■ DATA SUPPLIED:
++++++++++

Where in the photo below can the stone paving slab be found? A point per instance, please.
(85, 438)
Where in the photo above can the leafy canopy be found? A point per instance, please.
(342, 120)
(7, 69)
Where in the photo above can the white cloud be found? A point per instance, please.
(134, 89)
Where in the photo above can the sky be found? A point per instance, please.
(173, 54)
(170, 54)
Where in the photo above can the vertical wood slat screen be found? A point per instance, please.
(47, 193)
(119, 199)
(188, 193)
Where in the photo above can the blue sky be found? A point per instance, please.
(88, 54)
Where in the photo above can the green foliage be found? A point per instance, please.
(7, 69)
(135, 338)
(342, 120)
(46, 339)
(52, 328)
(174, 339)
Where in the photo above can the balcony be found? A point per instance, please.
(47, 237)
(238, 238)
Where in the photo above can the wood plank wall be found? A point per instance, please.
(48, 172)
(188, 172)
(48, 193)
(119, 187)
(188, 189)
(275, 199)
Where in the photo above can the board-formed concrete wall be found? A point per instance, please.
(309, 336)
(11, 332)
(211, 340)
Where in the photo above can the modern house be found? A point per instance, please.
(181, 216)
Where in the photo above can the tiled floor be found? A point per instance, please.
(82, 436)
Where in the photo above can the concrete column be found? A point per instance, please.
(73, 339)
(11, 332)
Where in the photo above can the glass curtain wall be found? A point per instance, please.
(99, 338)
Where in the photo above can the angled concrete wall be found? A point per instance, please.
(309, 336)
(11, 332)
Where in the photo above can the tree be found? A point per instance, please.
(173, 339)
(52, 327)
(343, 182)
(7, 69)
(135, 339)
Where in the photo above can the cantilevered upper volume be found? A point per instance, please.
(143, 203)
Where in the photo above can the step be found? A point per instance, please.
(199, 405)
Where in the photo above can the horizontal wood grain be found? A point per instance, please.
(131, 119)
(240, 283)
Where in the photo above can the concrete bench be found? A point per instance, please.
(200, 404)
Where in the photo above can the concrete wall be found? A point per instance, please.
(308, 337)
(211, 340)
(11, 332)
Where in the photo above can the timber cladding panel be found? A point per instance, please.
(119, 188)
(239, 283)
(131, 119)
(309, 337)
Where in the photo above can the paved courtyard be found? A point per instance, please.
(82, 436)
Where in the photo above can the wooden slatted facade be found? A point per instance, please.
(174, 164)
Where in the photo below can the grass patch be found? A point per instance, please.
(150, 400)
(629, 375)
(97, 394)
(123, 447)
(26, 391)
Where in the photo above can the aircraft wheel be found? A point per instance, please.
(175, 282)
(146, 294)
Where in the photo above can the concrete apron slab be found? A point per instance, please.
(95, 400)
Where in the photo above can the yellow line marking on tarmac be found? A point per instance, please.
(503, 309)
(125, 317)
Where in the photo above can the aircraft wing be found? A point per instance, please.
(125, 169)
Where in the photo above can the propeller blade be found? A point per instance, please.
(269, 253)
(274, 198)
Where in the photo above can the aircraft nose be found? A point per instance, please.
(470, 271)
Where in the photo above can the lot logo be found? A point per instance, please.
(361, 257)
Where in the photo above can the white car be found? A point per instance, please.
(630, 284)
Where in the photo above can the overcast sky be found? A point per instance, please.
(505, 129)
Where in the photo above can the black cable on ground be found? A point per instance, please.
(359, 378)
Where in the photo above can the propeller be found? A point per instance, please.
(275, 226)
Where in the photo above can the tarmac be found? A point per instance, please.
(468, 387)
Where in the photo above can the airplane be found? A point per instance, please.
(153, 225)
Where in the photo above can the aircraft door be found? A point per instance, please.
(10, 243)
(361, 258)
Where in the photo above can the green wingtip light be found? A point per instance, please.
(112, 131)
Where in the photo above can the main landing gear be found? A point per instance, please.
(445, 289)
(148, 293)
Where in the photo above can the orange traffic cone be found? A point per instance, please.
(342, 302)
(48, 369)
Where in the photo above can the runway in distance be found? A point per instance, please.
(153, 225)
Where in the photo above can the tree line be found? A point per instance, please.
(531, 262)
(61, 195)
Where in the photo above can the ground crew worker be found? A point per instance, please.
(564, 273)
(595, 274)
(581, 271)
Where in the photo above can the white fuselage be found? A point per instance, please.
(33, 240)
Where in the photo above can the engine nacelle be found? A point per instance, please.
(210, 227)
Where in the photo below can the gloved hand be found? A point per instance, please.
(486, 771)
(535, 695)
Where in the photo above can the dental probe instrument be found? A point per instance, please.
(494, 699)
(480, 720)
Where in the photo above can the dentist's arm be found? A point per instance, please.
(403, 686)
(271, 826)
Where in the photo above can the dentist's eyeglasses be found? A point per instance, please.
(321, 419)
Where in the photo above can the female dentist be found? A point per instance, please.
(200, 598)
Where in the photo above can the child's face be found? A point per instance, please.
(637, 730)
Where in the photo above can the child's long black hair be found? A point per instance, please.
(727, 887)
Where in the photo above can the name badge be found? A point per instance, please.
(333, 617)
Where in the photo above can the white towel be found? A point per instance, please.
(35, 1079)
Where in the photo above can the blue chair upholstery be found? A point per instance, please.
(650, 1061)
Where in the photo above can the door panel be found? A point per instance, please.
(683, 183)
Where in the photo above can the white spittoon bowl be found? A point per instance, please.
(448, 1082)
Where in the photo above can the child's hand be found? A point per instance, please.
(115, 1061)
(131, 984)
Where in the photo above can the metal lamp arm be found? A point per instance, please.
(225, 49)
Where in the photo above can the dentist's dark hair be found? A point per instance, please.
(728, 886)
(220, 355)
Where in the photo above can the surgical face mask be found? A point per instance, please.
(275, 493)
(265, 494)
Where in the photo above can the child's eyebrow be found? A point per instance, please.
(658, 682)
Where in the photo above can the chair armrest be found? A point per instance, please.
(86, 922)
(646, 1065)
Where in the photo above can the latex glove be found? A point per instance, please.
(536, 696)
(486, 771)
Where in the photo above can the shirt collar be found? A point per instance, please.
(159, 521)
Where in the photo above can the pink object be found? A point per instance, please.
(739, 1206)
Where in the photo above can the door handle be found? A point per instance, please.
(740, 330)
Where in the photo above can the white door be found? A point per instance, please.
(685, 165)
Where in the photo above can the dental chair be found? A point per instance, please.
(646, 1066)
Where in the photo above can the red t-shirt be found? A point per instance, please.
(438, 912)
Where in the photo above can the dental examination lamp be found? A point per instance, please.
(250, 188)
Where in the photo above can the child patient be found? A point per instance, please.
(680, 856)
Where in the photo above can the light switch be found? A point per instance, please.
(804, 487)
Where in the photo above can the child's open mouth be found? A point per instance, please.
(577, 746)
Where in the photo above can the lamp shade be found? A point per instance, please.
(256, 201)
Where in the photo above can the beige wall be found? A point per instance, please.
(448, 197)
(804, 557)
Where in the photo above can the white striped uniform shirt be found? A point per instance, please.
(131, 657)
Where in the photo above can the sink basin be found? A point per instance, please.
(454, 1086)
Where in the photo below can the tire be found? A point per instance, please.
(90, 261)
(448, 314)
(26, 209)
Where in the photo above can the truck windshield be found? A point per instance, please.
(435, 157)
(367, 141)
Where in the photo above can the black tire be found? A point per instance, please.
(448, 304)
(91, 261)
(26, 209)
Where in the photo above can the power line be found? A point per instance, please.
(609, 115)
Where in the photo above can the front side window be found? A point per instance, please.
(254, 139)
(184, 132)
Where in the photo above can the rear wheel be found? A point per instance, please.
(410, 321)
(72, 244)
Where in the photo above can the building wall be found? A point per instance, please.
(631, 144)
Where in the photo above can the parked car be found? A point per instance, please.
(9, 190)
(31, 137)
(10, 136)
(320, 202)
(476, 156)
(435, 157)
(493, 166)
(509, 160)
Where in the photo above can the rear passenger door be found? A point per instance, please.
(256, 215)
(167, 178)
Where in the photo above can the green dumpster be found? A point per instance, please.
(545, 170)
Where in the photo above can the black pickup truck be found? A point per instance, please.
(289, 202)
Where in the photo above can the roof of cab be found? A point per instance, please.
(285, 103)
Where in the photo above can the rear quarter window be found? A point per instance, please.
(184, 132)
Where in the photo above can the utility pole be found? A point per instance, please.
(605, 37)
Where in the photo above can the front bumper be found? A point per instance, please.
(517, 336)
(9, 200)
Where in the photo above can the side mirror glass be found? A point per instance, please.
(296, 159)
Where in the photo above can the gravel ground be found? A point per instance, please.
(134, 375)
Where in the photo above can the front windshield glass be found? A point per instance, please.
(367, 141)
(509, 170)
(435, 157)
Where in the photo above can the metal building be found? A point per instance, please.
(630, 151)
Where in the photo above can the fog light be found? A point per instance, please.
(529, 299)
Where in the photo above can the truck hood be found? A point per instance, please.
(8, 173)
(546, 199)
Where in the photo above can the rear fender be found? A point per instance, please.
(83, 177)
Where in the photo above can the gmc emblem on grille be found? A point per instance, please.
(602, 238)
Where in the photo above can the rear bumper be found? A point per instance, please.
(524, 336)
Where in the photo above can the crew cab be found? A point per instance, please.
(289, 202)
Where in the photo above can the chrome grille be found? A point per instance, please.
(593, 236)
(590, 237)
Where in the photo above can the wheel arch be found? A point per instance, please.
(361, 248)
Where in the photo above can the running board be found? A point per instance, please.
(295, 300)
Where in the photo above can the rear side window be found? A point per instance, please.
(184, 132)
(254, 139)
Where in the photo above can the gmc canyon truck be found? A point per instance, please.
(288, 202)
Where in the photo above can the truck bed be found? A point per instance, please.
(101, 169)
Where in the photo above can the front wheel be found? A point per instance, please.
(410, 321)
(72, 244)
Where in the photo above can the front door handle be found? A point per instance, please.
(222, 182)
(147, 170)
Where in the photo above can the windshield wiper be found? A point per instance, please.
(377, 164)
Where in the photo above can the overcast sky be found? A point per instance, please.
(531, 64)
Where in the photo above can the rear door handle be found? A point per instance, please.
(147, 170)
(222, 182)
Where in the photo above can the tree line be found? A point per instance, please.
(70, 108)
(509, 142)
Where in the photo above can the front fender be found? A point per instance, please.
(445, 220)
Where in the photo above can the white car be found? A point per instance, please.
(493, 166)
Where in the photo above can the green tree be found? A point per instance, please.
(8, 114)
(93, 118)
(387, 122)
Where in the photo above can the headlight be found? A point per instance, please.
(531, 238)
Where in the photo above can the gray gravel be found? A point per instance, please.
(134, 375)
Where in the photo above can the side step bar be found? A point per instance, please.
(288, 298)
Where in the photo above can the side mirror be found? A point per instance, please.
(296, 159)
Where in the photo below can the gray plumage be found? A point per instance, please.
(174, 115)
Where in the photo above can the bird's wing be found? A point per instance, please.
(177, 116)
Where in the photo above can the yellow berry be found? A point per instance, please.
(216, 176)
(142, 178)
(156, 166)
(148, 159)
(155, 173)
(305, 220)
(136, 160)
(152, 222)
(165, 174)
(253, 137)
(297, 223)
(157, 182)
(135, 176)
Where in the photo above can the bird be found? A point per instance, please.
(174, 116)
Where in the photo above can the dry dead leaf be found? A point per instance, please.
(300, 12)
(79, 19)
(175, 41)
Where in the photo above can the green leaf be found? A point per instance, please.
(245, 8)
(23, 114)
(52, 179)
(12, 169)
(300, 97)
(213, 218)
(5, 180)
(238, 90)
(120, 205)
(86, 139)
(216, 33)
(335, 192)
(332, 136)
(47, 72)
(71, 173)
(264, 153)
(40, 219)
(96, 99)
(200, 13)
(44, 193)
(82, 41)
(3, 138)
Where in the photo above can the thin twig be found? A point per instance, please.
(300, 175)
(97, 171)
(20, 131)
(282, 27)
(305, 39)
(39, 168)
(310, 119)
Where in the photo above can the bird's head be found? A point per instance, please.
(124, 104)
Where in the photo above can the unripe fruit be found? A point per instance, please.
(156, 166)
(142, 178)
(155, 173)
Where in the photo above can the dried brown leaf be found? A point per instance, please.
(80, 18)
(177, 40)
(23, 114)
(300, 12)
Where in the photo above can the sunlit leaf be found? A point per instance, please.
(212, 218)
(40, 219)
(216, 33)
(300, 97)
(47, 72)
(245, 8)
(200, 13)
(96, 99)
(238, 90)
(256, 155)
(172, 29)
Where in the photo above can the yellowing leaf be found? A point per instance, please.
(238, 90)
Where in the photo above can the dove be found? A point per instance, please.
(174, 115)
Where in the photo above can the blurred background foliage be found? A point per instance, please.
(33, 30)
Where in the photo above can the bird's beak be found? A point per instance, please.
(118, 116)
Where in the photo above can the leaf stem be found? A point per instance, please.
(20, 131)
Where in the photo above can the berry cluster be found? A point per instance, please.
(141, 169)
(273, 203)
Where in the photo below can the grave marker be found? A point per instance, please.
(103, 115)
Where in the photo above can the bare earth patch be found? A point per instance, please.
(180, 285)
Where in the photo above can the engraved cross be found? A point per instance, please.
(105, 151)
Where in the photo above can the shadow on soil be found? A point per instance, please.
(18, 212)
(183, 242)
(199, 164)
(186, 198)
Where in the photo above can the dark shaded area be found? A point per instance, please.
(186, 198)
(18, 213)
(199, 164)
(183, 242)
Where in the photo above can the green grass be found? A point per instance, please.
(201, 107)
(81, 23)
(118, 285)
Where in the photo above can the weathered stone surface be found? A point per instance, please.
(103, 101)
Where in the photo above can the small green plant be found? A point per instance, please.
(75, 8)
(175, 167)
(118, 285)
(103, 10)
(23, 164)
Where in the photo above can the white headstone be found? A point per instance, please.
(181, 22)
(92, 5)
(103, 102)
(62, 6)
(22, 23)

++++++++++

■ EXERCISE PROMPT: Reproduce the material starting at the line containing "Where in the photo above can the beige" and ending at the line containing "(454, 1086)", substituting "washbasin" for "sink basin" and leaving everything else unchanged.

■ FINISHED TASK:
Where in the photo above can the beige wall be found? A point per instance, please.
(448, 197)
(804, 557)
Where in the photo above can the white striped uniform shirt be found? A point per instance, please.
(131, 657)
Where in the photo above can the washbasin be found? A point per instance, please.
(454, 1086)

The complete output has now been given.